• Brief:
Repeat every row below verbatim, changing nothing.

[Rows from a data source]
▼▼▼

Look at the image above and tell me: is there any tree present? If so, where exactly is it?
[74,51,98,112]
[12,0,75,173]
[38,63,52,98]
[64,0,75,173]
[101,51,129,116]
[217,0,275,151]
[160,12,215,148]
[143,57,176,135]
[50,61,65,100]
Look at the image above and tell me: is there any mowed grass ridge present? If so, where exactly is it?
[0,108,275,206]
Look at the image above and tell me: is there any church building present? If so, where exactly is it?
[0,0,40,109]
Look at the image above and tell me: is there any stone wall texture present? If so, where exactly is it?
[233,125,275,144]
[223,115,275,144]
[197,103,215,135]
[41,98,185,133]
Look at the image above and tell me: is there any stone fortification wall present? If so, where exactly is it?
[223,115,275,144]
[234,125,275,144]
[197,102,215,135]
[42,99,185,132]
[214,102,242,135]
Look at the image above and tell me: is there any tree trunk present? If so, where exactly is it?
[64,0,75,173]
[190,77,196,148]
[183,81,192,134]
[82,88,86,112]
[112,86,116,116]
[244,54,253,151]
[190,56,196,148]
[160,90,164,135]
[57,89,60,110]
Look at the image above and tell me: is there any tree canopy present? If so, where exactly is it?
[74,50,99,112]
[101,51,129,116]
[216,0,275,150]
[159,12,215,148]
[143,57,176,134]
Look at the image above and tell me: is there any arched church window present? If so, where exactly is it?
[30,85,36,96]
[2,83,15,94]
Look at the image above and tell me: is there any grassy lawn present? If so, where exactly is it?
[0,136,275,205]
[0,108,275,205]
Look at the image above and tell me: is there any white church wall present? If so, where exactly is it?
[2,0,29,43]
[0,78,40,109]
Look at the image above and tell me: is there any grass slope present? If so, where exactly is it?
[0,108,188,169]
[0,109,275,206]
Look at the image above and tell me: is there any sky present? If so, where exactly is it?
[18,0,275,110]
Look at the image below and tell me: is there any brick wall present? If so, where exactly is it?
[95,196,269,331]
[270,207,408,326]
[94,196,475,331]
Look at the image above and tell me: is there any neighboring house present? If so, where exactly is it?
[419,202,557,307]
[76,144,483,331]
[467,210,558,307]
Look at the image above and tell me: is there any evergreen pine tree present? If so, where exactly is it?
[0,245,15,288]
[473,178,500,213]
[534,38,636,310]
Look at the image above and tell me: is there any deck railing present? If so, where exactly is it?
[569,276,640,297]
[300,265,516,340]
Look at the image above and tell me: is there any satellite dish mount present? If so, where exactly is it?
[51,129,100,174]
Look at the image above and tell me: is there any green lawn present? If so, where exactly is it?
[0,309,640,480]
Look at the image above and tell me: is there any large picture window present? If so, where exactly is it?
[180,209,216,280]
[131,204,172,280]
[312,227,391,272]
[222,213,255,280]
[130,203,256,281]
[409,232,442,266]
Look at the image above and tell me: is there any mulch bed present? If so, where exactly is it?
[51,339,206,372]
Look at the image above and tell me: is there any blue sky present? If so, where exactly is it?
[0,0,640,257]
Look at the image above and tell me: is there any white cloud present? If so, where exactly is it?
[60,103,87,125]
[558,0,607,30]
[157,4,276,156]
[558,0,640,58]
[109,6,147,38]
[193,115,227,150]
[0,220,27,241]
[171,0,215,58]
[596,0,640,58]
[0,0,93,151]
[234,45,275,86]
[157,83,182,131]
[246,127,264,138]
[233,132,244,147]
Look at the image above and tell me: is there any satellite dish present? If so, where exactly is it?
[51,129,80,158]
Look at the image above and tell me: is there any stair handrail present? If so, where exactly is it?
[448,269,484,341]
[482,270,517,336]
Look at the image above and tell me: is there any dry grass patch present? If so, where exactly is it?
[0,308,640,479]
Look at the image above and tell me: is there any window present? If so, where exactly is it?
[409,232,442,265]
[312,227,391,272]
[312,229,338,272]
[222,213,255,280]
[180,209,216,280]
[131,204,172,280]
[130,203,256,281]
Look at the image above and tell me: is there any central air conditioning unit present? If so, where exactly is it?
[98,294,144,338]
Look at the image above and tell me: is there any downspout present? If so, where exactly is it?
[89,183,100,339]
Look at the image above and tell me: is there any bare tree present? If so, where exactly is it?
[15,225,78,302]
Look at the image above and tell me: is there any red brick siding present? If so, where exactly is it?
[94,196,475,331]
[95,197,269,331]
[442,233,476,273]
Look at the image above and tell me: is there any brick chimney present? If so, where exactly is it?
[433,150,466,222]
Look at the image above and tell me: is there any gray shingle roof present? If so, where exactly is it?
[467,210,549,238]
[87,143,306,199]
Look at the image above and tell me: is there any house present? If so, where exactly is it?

▲▲▲

• Correct result:
Look at the image above and tell me: is there any tree present? If so, where exactly is it?
[74,51,98,112]
[12,0,75,173]
[38,63,52,98]
[64,0,75,173]
[101,51,129,116]
[217,0,275,151]
[160,12,215,148]
[143,57,176,135]
[50,61,65,100]
Look at the image above and tell me: is there any mowed grass ridge present? If so, where exactly is it?
[0,108,275,206]
Look at the image above and tell me: is there any church building present? If so, where exactly is it?
[0,0,40,109]
Look at the image above and tell me: is there any stone wall texture present? If so, where exactly is it?
[233,125,275,144]
[223,115,275,144]
[197,103,215,135]
[41,98,185,133]
Look at the image above and tell me: is there any stone fortification wall present? If so, where exactly is it?
[223,115,275,144]
[234,125,275,144]
[197,102,215,135]
[42,99,185,132]
[214,102,242,135]
Look at the image above and tell me: is there any tree trunk present? If so, where exactly is it?
[64,0,75,173]
[190,77,196,148]
[183,81,192,134]
[82,88,86,112]
[112,86,116,116]
[244,54,253,151]
[190,56,196,148]
[160,90,164,135]
[57,89,60,110]
Look at the image above and tell me: is there any tree canopy present? If so, where exactly is it?
[74,50,99,112]
[101,51,129,116]
[216,0,275,150]
[159,12,215,148]
[143,57,176,134]
Look at the image above and tell me: is there any arched church window present? If so, where exactly is it?
[30,85,36,96]
[2,83,15,94]
Look at the image above and tell me: is there any grassy lawn present? If so, where exactly is it?
[0,136,275,205]
[0,108,275,205]
Look at the image above and tell me: is there any white church wall present? If so, where exactly is it?
[2,0,29,43]
[0,78,40,109]
Look at the image above and tell me: is there any grass slope present? If so, where exactly is it?
[0,108,188,169]
[0,109,275,206]
Look at the image above and tell me: is there any sky present? If so, where exactly is it?
[18,0,275,110]
Look at the image below and tell me: is there any brick wall present? If so, where exactly is it?
[95,196,269,331]
[270,207,408,326]
[94,196,475,331]
Look at the image above and tell me: is there any neighboring house present? If so, where exactly is it?
[419,202,557,307]
[76,144,483,331]
[467,210,558,307]
Look at the image above and tell me: is there any evergreen pine tree present? If so, where exactly is it?
[0,245,15,288]
[473,178,500,213]
[534,38,636,310]
Look at the image above and tell me: is there any deck railing present? If so, where exactly is it?
[569,276,640,297]
[300,265,516,340]
Look at the image above and tell me: is there any satellite dish mount present? If so, where exactly is it?
[51,129,100,174]
Look at the image above and tell me: is there any green lawn present? If so, where exactly is it?
[0,309,640,480]
Look at the image above and tell me: is there any large picture window present? If so, where exactly is it?
[180,209,216,280]
[131,204,172,280]
[312,227,391,272]
[222,213,255,280]
[130,203,256,281]
[409,232,442,266]
Look at the image above and tell me: is there any mulch bed present? If so, where exactly is it?
[51,339,206,372]
Look at the image above and tell me: is there any blue sky present? If so, where exactly is it?
[0,0,640,257]
Look at the image above and tell me: is there any white cloud present? If so, where exactly is it?
[60,103,87,125]
[558,0,607,30]
[157,4,276,156]
[558,0,640,58]
[109,6,147,38]
[193,115,227,150]
[0,220,27,241]
[171,0,215,58]
[596,0,640,58]
[0,0,93,151]
[234,45,275,86]
[157,83,182,131]
[246,127,264,138]
[233,132,244,147]
Look at the image above and tell me: is there any satellite dish present? If so, where exactly is it?
[51,129,80,158]
Look at the image above and tell me: is there any stair handrail present? If so, where exactly is it?
[448,269,484,341]
[482,270,517,336]
Look at the image above and tell me: is there any dry grass patch present? If so, where exactly is it?
[0,308,640,479]
Look at the image above and tell me: is there any window present? If so, where exactly is it?
[409,232,442,265]
[312,227,391,272]
[312,229,338,272]
[222,213,255,280]
[180,209,216,280]
[131,204,172,280]
[130,203,256,281]
Look at the image above and tell me: is there any central air conditioning unit present? If so, where exactly is it?
[98,294,144,338]
Look at the image above and tell me: is there any downspout present? If so, where exactly is it?
[89,183,100,339]
Look at the image above and tell me: is there any bare tree present? If so, where exactly is it?
[15,225,78,302]
Look at the image above and tell me: is there any red brick siding present? If so, where exactly is it?
[94,196,475,331]
[95,197,269,331]
[442,233,476,273]
Look at the image above and tell me: is there any brick chimney present? If so, where exactly is it?
[433,150,466,222]
Look at the image above and tell me: is there any gray shingle roof present? If so, where exactly is it?
[467,210,549,238]
[87,143,306,199]
Look at the image above and tell me: is there any house present? If so, where exactly is it?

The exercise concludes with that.